═══ Information given

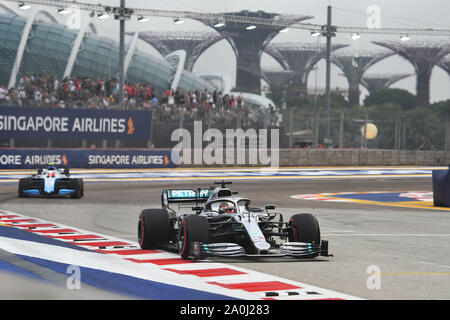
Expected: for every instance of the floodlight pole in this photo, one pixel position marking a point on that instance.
(329, 32)
(122, 55)
(122, 14)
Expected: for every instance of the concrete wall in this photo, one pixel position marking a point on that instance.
(349, 157)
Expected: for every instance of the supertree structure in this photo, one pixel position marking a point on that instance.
(374, 82)
(300, 58)
(445, 64)
(278, 77)
(193, 42)
(354, 66)
(423, 56)
(248, 43)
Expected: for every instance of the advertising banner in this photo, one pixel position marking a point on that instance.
(74, 124)
(85, 158)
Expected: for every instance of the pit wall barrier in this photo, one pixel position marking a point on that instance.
(441, 188)
(85, 158)
(21, 158)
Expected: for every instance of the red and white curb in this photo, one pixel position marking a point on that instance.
(125, 257)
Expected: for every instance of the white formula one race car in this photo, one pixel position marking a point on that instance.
(223, 224)
(51, 182)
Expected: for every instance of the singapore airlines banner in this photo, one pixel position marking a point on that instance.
(74, 124)
(85, 158)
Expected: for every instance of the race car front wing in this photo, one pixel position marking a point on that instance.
(231, 250)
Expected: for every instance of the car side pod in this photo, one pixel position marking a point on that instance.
(441, 188)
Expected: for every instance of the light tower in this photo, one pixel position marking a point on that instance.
(423, 56)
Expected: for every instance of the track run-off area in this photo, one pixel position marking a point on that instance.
(387, 238)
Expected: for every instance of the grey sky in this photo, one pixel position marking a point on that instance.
(394, 13)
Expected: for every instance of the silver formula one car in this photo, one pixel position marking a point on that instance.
(223, 224)
(51, 182)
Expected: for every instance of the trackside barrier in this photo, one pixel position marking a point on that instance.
(25, 158)
(441, 188)
(85, 158)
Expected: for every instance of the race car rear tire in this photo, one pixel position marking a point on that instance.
(192, 229)
(153, 228)
(78, 185)
(304, 228)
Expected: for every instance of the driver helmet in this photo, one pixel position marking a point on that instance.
(226, 207)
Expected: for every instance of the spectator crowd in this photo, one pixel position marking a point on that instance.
(170, 105)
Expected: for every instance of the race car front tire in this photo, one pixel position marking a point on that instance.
(23, 185)
(153, 228)
(78, 185)
(304, 227)
(192, 229)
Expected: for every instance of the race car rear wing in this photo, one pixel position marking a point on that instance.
(184, 196)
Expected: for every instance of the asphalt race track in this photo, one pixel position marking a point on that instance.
(406, 248)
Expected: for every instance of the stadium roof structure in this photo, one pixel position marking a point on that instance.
(300, 58)
(424, 56)
(354, 65)
(374, 82)
(37, 44)
(193, 42)
(248, 43)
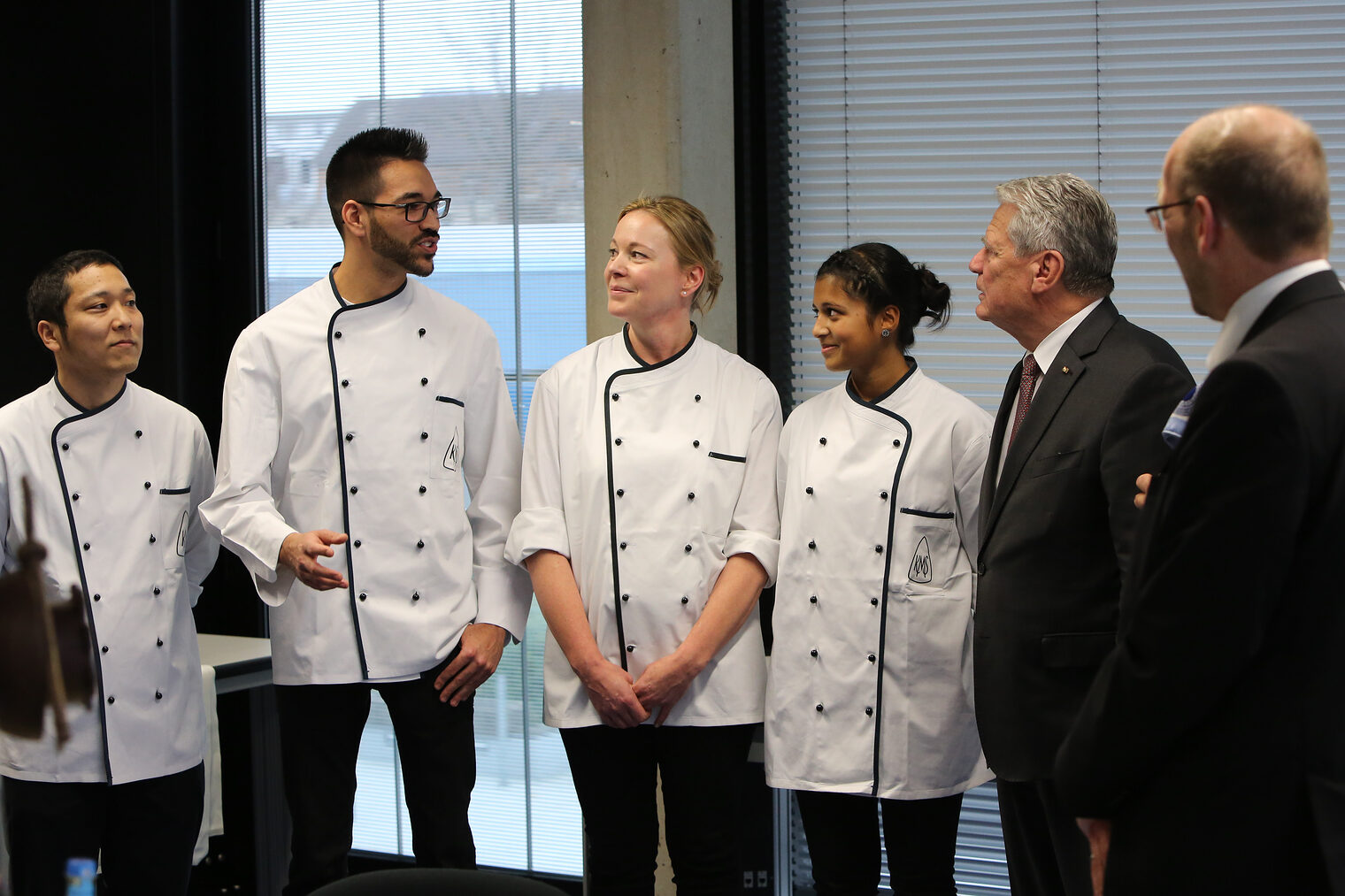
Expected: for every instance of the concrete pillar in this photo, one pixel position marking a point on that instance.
(658, 119)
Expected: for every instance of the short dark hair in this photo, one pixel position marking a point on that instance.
(354, 167)
(1272, 188)
(879, 276)
(50, 288)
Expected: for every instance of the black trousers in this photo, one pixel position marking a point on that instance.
(842, 831)
(703, 771)
(1048, 854)
(145, 831)
(319, 741)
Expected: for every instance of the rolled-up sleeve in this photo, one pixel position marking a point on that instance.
(491, 469)
(755, 528)
(541, 522)
(241, 511)
(201, 545)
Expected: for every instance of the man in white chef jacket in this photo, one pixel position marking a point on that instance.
(118, 474)
(353, 415)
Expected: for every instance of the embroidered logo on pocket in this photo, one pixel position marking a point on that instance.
(181, 536)
(921, 568)
(450, 455)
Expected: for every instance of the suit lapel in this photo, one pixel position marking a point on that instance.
(997, 440)
(1052, 390)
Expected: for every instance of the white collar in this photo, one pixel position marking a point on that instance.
(1049, 348)
(1249, 306)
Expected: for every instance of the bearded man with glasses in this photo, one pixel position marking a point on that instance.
(354, 413)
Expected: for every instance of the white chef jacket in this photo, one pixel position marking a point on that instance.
(366, 418)
(114, 501)
(871, 671)
(647, 478)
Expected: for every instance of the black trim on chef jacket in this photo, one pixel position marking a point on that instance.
(887, 558)
(74, 545)
(341, 449)
(611, 488)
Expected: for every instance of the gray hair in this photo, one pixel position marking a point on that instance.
(1067, 214)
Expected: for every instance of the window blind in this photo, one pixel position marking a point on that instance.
(904, 116)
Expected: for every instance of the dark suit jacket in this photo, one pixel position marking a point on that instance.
(1056, 532)
(1215, 733)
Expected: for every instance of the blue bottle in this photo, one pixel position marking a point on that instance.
(80, 877)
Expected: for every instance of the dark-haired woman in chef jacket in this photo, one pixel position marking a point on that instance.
(649, 526)
(869, 694)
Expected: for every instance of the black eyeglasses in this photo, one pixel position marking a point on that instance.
(1156, 216)
(416, 211)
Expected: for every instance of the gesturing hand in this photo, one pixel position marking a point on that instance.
(478, 655)
(300, 552)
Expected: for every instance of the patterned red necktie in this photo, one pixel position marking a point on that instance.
(1026, 385)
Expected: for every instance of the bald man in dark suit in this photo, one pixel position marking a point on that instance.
(1213, 739)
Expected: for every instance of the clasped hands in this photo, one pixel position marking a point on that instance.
(625, 702)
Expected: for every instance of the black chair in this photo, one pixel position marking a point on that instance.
(436, 882)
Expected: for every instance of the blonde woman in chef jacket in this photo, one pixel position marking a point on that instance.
(869, 694)
(649, 526)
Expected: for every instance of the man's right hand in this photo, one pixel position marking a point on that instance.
(300, 552)
(1142, 485)
(612, 693)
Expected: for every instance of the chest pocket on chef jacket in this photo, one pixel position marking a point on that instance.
(724, 482)
(448, 436)
(173, 509)
(930, 550)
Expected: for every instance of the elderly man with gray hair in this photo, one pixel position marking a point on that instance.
(1081, 417)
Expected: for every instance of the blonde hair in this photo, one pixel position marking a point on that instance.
(693, 241)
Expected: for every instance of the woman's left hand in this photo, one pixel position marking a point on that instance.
(664, 682)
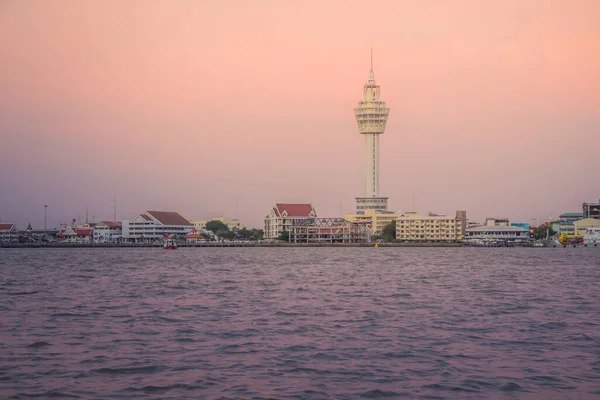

══════

▶ Prompt
Rewrite all of the data above, putting "a single pixel coordinate" wherever "one pixel position" appears and keeping everything else the same. Leave the pictures out of your answer.

▶ Answer in full
Expected: for every instance of the floodlight pole in this photo, a single pixel coordinate marking a point on that instance.
(329, 32)
(122, 55)
(122, 14)
Expected: for every instance of the concrete wall in this photo, a single pixel coordinate marking a point on that instance.
(349, 157)
Expected: for every instance of the supertree structure in this photo, a single pixel coordinate marking a point on that instance.
(374, 82)
(300, 58)
(445, 64)
(278, 77)
(193, 42)
(354, 66)
(423, 56)
(248, 43)
Expected: for every instance of the advertising banner in this photo, a single pixel coordinate marking a point on that instance.
(74, 124)
(85, 158)
Expected: for every instance of the pit wall barrier in this photo, a single pixel coordinate marking a point on that instance.
(441, 188)
(85, 158)
(21, 158)
Expected: for every instance of the red and white curb in this photo, a single pixel coordinate marking a point on that instance.
(125, 257)
Expected: for every instance of the white formula one race car in this photo, a single pixel coordinate marking a point on that instance.
(223, 224)
(51, 182)
Expected: for every instance of the singapore airlines banner in this photo, a single pixel coordinate marking a point on that instance.
(74, 124)
(85, 158)
Expected: for every instance of the race car front wing in this photo, a single pixel coordinate marking a point on that instance.
(231, 250)
Expected: for every instance of the car side pod in this photo, a single pixel coordinate marking a point on that instance.
(441, 188)
Expected: for every instance of the light tower in this photo, a single pixel coordinate marking a point on that instance.
(423, 56)
Expected: for every instance of the track run-off area in this photo, a single pixel coordinate marking a point on that instance.
(387, 238)
Expected: for every instance of the grey sky in this photo, a single pixel coordinate marking a point on that instance.
(394, 13)
Expected: for every instance of the silver formula one car in this photo, a single pixel coordinate marking a point on that instance.
(223, 224)
(51, 182)
Expected: for every instance of the trackside barrier in this photo, a single pixel coordinate marking a point on that instance.
(25, 158)
(441, 188)
(85, 158)
Expected: for every instance of the race car rear tire in this photo, a single pixel coordinate marking a point on that instance.
(192, 229)
(153, 228)
(78, 185)
(304, 228)
Expected: for every instance of the driver helmet in this photo, a single pixel coordinate marking a point on that instance.
(226, 207)
Expected: for every instance of the spectator crowd in this photo, a single pixel coordinate marking a point on that instance.
(170, 105)
Expected: for every instance of the race car front tire in this photo, a single pixel coordinate marking a point on that instance.
(23, 185)
(153, 228)
(78, 185)
(304, 227)
(192, 229)
Expected: for every instance of the race car rear wing in this photo, a single pixel coordinate marking a point on that instance.
(184, 196)
Expected: for every instance of the asphalt race track in this photo, a single pixel coordinate marking a point on that instance.
(406, 248)
Expected: for every instance of the stadium roof structure in this photo, a single pixel coordinate marking a point on that instance.
(300, 58)
(424, 56)
(354, 65)
(374, 82)
(37, 44)
(193, 42)
(248, 43)
Expected: for every instance of the concrete pillar in this photo, a single pixel coordinate marking a point on that instance.
(658, 119)
Expected: for every instance of the short dark hair in this photo, a single pixel coordinate marking a point on that instance.
(354, 167)
(1272, 188)
(879, 276)
(50, 288)
Expected: for every instance of the black trousers in this photo, a single pixel coordinate marking a point on that instance.
(842, 831)
(703, 771)
(1048, 854)
(145, 831)
(319, 741)
Expected: for every instance of the rolled-up sleeve in this photo, a single pixel coordinate marking a point on that instance.
(491, 469)
(755, 528)
(541, 522)
(241, 511)
(201, 545)
Expected: for every instance of the man in white chef jacket in this photo, a single pixel coordinate marking a point on that instance.
(118, 474)
(353, 415)
Expected: for every instance of the embroidered logo on pocket in this photo, a single pixel coordinate marking a point on that instance.
(181, 536)
(921, 568)
(450, 455)
Expected: for every instance of the suit lapel in this photo, a single pixel coordinate marking a point on that instance.
(997, 440)
(1052, 390)
Expected: for every instance of the white collar in this photo, a single pixel coordinate marking a point on that instance.
(1049, 348)
(1249, 306)
Expected: for every instance of the bearded man with glasses in this photo, a single pixel coordinate marking a point on that instance.
(354, 413)
Expected: for every instance of the white chef jacket in this photo, a single pixel coordinate marking a point on that instance.
(366, 418)
(114, 501)
(871, 671)
(647, 478)
Expected: for every instance of the black trim on chef jacket in this photo, a single pixel coordinate marking a point on that instance.
(887, 558)
(74, 545)
(341, 449)
(611, 488)
Expected: for every instance of the gray hair in this photo, a single pixel coordinate marking a point on that instance.
(1067, 214)
Expected: for every instance of the window blind in this photo, a single pixel coordinate marking a point on that instance.
(904, 116)
Expected: for every instance of the dark suit jacket in this photo, a single pixel coordinate marking a point on that instance.
(1056, 532)
(1215, 733)
Expected: for every instance of the blue bottle in this photo, a single pixel coordinate marking a point on that instance.
(80, 877)
Expected: for every instance of the dark-haired woman in chef jacket in this photo, a single pixel coordinate marking a point on that instance.
(649, 526)
(869, 694)
Expected: for every instance of the black eyeglasses in this photo, a single pixel coordinate marking a point on that instance.
(1156, 216)
(416, 211)
Expected: for every instance of the gesturing hand in this photo, a single pixel coordinate marking a point on that instance.
(478, 655)
(300, 552)
Expected: for every instance of the patterned red necktie in this photo, a single pixel coordinate marking a point on that instance.
(1026, 385)
Expected: for every instance of the bald man in dark suit in this photo, a single pixel coordinate marking a point on that instance.
(1213, 739)
Expected: for every instance of the clasped hands in this photo, a single pixel coordinate marking a point on that instance.
(625, 702)
Expected: for every instance of the black chair in this photo, a single pixel coordinate marking a point on that instance.
(436, 882)
Expected: for every instance of the blonde woman in chef jacket in this photo, a single pixel coordinate marking a point on that instance.
(869, 694)
(649, 526)
Expected: for every instance of the man's right hand in this photo, a single pixel coordinate marking a point on that instance.
(300, 552)
(1142, 485)
(612, 693)
Expected: for every instance of the chest pocket on chef jacket in this photo, a single pixel coordinate marking a point on that instance.
(724, 482)
(448, 436)
(173, 509)
(930, 550)
Expected: for every instance of the elderly man with gray hair in this photo, a single pixel coordinate marking a point on that instance.
(1081, 417)
Expected: for every instance of the blonde hair in this photo, a single pixel coordinate marking a point on that instance.
(693, 241)
Expected: for every instance of the woman's left hand in this photo, a single pixel coordinate marking a point on that instance.
(664, 682)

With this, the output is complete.